> _Work instructions_:
Copy each of the following records word for word, without changing anything.

> _Records for this exercise_:
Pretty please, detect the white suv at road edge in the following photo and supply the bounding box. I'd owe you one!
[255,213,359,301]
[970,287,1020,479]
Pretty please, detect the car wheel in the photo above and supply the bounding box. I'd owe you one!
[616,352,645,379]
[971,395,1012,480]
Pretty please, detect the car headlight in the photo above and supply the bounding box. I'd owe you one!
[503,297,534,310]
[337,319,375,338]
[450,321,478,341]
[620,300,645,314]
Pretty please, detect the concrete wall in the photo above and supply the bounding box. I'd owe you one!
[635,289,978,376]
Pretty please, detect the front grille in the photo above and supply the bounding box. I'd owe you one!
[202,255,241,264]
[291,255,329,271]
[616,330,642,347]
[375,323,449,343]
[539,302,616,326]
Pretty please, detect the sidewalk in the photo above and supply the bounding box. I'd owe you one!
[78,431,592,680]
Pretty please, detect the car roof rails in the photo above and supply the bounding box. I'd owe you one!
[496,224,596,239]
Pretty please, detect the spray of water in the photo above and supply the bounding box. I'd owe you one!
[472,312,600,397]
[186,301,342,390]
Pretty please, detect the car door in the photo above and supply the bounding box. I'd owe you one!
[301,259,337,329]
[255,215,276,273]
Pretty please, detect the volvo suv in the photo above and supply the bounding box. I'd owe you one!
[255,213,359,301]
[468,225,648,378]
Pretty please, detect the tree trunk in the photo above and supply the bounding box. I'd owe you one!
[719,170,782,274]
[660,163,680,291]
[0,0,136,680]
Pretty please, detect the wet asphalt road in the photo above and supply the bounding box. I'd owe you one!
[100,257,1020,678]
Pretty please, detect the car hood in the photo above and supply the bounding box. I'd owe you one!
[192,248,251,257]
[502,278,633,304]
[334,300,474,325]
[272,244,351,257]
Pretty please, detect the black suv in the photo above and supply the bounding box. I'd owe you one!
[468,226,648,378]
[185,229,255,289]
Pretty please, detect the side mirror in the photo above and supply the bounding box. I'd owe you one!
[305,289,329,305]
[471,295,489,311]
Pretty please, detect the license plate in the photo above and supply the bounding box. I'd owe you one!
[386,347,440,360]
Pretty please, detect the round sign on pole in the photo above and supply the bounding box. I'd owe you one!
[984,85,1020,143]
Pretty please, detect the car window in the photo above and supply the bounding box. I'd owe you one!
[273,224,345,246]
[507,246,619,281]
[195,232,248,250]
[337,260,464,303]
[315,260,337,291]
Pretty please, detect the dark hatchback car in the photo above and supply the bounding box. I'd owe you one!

> _Task solution_:
Pretty please, detect the white suv at road edge in the following photo and supply the bounding box. I'd owe you one!
[255,213,359,301]
[970,287,1020,479]
Pretty please, detect the car wheel in the photo above and supply the bounding box. I'd owe you one!
[616,352,645,379]
[971,395,1012,480]
Pretty please, detect the car headlight in the photo above and supply the bounding box. I'd owe you one!
[503,297,534,310]
[337,319,375,338]
[450,321,478,341]
[620,300,645,314]
Pretty please, detect the concrete wall in the photo above and supply the bounding box. I'd owe you one!
[635,289,978,376]
Pretty please, detect the front grille in the photo above and supply the bounding box. I'd owe you one!
[202,255,241,264]
[291,255,329,271]
[616,330,642,347]
[375,323,449,343]
[539,302,616,326]
Pretty please, detect the sidewalk in the photo above and supply the bounding box. I'd owe you one!
[78,431,592,680]
Pretty please, detect the car roof rails in the photo above and supply the bounding box. I'd owe you one!
[496,224,596,239]
Pretty please, detect the spray of water in the photo above and supply the bounding box. I'd owe you one!
[472,312,600,397]
[186,301,342,390]
Pretty please, detect the car door in the photo above and supply the bounding box. I'd owe you one!
[301,259,337,329]
[255,215,276,273]
Pretty please, detect the volvo suv in the photo above and supply the bounding box. I'd owe you one!
[255,213,359,301]
[468,225,648,378]
Pretty please, detect the tree trunk in the photo above and supply the bounding box. I'd owe you one!
[719,170,782,274]
[660,163,680,291]
[0,0,136,680]
Pretty please, detect the wet asphalt road in the photo above and supply the bounding box. I'd owe you one!
[100,257,1020,678]
Pretty please, detect the car hood in the photo above and supply the bounding box. I'd owe you one!
[192,248,251,257]
[502,278,633,304]
[334,300,474,325]
[272,244,351,257]
Pretty please, detect the black suv in the photo above and supply the bounding box. I'd owe you one!
[468,226,648,378]
[185,229,255,289]
Pretty please, detect the side mirror in the photo above and supply the bounding box. I'd owe you one!
[305,289,329,305]
[471,295,489,311]
Pretty please, detect the license plate in the photo above and supply the bounding box. I'd owe you one!
[386,347,440,360]
Pretty please, detect the round sign on pole in the photo above and supply the bounding box. I'd owe you one!
[984,85,1020,143]
Pretty please, detect the car window in the photo above and supply the bounding box. I'd owe you one!
[273,224,345,246]
[507,246,619,281]
[195,232,248,250]
[337,260,464,303]
[315,260,337,291]
Pretty please, detect the dark hatchback car in the photo above and supply the bounding box. I'd owe you one!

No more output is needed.